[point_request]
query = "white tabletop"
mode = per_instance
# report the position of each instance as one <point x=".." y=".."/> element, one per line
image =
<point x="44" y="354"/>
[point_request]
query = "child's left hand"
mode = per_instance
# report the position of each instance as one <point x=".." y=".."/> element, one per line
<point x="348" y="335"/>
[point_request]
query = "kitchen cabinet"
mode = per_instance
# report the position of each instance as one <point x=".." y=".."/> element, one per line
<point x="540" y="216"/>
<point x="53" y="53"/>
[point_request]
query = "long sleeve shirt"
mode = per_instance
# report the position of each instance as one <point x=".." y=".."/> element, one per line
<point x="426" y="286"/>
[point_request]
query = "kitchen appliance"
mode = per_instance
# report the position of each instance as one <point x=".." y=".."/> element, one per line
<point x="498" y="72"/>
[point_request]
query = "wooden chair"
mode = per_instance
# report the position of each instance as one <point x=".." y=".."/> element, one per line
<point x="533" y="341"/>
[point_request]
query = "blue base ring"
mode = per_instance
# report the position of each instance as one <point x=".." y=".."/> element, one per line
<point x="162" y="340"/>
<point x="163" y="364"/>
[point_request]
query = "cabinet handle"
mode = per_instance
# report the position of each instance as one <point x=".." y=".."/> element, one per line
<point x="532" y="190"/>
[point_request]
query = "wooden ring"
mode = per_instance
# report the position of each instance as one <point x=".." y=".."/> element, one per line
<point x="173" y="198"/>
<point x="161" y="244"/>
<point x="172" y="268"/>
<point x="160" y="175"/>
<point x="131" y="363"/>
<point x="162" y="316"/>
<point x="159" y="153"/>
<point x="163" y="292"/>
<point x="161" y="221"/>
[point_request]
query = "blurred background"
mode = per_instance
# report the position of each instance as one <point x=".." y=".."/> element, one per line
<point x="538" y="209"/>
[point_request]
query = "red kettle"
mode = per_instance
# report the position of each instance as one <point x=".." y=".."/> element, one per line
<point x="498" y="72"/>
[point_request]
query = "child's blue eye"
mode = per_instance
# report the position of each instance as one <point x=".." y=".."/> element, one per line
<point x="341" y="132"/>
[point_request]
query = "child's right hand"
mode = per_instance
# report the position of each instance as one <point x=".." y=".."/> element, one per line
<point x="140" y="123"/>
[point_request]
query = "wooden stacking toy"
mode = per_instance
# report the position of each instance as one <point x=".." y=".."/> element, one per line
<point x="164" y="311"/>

**Short task:**
Write out every line of the material again, exactly as it reads.

**Response to the exercise:**
[point_request]
query = "white tabletop"
mode = per_instance
# report the position of each instance as one <point x=".." y=".."/> element, one per line
image =
<point x="44" y="354"/>
[point_request]
query = "child's left hand"
mode = per_instance
# report the position of each instance as one <point x=".." y=".."/> element, one per line
<point x="348" y="335"/>
[point_request]
query = "kitchen cabinet"
mode = per_instance
# report the position of each instance as one <point x=".." y=".."/> element, one per line
<point x="540" y="216"/>
<point x="53" y="53"/>
[point_request]
query = "long sleeve shirt"
mode = per_instance
# report the position of each instance as one <point x=".." y=".."/> element, one per line
<point x="426" y="286"/>
[point_request]
query = "kitchen appliance"
mode = per_instance
# report the position of each instance as one <point x=".." y=".."/> element, one per line
<point x="498" y="72"/>
[point_request]
query = "wooden chair"
mode = per_instance
# report the position of each instance as one <point x=".." y=".."/> element, one per line
<point x="533" y="341"/>
[point_request]
query = "blue base ring"
mode = per_instance
# report the position of each instance as one <point x=".." y=".."/> element, one per line
<point x="162" y="340"/>
<point x="163" y="364"/>
[point_request]
query = "cabinet handle"
mode = per_instance
# report the position of each instance as one <point x=".." y=".."/> element, one per line
<point x="532" y="190"/>
[point_request]
query = "wooden ring"
mode = per_instance
# report the position of each instance as one <point x=".." y=".."/> element, one per line
<point x="173" y="198"/>
<point x="161" y="244"/>
<point x="172" y="268"/>
<point x="160" y="175"/>
<point x="131" y="363"/>
<point x="162" y="316"/>
<point x="159" y="153"/>
<point x="163" y="292"/>
<point x="161" y="221"/>
[point_request]
query = "blurred background"
mode = per_instance
# report the position of each instance as one <point x=".." y=".."/> element, one per line
<point x="538" y="209"/>
[point_request]
query = "red kettle"
mode = per_instance
# report the position of each instance as one <point x=".." y=".."/> element, one per line
<point x="498" y="72"/>
[point_request]
query = "child's blue eye"
mode = per_instance
# report the position of each instance as one <point x=".." y=".."/> element, one per line
<point x="341" y="132"/>
[point_request]
query = "child's right hand"
mode = per_instance
# report the position of each instance as one <point x=".." y=".."/> element, one per line
<point x="140" y="123"/>
[point_request]
query = "wooden stacking toy"
mode = per_instance
# report the position of each instance as one <point x=".." y=".."/> element, one per line
<point x="164" y="311"/>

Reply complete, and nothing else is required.